Records contained in a dataset
------

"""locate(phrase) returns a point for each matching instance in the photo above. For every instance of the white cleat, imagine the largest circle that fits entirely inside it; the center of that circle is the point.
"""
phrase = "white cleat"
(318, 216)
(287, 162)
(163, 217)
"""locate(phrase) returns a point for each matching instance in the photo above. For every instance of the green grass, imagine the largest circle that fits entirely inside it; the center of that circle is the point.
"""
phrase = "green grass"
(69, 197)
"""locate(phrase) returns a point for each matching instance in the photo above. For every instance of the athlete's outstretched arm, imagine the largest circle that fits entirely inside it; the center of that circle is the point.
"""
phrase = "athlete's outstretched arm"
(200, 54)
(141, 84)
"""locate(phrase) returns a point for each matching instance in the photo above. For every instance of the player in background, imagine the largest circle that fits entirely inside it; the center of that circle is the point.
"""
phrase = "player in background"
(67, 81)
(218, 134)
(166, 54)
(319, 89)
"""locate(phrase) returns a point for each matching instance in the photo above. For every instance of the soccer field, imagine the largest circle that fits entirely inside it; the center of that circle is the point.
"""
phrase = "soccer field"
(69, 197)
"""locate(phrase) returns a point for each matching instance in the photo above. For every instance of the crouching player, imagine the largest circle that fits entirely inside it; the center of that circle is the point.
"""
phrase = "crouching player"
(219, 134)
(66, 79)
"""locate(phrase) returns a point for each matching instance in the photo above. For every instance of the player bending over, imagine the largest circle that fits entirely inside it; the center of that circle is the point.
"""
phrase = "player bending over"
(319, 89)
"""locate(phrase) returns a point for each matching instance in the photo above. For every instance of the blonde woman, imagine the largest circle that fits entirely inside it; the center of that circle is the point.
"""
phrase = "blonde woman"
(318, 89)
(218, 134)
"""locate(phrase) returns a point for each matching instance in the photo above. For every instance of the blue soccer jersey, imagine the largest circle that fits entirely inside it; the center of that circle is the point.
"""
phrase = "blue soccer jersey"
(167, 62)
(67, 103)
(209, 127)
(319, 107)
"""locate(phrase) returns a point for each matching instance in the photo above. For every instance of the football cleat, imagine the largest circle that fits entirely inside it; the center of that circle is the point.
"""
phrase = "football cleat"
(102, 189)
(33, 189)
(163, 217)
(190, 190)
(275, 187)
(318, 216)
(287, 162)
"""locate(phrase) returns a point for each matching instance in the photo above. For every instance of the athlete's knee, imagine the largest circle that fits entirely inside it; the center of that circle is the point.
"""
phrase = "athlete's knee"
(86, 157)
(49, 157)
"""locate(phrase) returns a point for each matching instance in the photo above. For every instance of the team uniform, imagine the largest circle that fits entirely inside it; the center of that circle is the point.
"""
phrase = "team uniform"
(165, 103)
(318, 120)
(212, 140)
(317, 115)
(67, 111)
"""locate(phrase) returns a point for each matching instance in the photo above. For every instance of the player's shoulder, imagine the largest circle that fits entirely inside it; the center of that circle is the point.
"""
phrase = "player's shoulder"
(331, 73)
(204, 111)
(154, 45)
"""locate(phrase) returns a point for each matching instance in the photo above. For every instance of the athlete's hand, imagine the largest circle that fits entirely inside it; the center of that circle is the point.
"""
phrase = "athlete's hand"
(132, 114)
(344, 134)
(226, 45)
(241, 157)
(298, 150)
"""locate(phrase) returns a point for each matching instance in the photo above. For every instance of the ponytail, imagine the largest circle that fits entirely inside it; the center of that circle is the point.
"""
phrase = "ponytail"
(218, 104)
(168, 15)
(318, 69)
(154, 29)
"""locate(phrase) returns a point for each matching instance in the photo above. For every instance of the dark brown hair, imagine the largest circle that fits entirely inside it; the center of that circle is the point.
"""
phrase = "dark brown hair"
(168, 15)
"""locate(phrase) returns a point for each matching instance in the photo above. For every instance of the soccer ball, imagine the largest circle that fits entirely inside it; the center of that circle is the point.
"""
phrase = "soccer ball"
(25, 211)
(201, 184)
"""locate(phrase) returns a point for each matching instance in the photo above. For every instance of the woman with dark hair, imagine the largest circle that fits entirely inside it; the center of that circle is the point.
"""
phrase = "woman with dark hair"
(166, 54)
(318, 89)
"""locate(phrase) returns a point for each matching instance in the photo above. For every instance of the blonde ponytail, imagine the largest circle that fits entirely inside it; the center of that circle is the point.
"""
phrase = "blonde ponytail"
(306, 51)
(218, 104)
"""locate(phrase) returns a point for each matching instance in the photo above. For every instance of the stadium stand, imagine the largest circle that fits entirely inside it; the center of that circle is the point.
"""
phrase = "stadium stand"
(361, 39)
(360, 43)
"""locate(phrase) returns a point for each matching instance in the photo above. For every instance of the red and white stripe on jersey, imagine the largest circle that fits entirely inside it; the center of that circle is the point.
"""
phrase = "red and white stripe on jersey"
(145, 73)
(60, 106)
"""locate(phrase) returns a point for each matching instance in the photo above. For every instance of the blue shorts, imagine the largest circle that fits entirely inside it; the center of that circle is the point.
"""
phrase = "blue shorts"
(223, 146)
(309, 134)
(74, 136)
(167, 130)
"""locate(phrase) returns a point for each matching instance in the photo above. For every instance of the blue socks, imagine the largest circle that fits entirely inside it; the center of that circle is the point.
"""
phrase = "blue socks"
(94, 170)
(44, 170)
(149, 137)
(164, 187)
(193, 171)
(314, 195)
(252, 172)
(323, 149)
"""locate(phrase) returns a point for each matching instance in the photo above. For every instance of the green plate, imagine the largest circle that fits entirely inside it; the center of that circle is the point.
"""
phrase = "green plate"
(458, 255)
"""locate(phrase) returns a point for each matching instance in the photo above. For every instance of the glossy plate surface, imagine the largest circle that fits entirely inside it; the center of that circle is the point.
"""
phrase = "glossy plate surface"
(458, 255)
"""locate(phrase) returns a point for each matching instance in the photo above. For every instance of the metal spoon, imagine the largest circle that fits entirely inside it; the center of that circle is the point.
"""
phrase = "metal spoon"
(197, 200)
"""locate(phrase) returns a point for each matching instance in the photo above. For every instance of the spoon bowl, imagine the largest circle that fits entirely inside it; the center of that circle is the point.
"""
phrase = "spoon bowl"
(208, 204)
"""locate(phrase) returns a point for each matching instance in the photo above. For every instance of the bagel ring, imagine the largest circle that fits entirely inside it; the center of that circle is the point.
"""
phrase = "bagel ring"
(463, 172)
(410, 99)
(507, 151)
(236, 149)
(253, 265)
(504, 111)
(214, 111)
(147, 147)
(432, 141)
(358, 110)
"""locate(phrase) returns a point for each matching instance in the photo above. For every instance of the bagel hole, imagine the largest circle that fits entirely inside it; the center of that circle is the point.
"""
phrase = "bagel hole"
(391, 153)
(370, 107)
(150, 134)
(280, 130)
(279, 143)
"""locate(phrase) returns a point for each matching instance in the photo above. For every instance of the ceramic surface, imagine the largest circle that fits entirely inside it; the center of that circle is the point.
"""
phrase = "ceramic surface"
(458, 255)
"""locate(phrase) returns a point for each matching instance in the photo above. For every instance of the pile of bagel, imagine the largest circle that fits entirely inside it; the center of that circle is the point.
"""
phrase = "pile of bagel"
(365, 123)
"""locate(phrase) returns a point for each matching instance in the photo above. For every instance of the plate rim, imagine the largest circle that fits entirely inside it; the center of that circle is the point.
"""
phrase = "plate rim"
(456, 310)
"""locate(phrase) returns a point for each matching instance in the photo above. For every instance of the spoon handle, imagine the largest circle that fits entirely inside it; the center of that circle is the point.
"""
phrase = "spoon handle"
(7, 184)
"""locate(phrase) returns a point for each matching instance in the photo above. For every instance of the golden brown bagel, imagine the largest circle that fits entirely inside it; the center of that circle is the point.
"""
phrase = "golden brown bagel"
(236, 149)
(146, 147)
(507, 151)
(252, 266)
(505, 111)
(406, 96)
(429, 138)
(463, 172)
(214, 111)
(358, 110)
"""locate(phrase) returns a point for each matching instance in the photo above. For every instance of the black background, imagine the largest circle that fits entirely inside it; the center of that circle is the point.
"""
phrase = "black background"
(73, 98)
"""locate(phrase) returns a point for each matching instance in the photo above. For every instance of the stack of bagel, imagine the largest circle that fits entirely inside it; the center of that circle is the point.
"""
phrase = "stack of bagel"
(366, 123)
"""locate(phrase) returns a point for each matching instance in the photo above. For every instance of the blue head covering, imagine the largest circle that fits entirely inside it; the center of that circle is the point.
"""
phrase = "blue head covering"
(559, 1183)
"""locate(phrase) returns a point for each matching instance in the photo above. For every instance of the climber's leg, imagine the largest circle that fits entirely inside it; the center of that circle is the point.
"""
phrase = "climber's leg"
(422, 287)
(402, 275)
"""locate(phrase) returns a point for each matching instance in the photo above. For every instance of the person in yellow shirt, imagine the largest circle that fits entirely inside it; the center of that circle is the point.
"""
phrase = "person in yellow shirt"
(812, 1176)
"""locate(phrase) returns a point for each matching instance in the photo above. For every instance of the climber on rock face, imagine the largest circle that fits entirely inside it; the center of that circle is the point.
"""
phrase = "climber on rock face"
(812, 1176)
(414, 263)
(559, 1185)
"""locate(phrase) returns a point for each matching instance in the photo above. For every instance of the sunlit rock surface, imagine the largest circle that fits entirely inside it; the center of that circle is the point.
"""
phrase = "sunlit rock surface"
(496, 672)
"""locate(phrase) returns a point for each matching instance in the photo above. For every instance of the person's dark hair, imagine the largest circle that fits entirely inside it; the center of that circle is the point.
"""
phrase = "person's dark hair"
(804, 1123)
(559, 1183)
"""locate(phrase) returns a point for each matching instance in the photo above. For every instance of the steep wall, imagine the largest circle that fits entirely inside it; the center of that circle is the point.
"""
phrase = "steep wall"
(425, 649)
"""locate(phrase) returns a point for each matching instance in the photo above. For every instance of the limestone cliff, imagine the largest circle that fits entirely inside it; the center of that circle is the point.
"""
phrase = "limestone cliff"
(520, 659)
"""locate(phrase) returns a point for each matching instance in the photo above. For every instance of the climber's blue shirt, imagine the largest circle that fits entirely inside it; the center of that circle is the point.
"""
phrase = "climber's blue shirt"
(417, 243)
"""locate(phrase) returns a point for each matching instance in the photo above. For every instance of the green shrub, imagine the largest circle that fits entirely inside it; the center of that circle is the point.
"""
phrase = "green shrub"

------

- **PROBLEM STATEMENT**: Repeat exactly, and only, the lines from the line containing "the climber's blue" through the last line of the records above, both included.

- **FULL SOLUTION**:
"""locate(phrase) returns a point for each matching instance in the photo above. For every instance of the climber's blue shirt, imagine the largest circle that fits entirely inside it; the center of that circle is the point.
"""
phrase = "climber's blue shirt"
(417, 243)
"""locate(phrase) returns a point for each matching instance in the photo above. For every instance of the green shrub, imagine the largest circle that fits entirely inside it; the center of that circle is the point.
"""
phrase = "green shrub"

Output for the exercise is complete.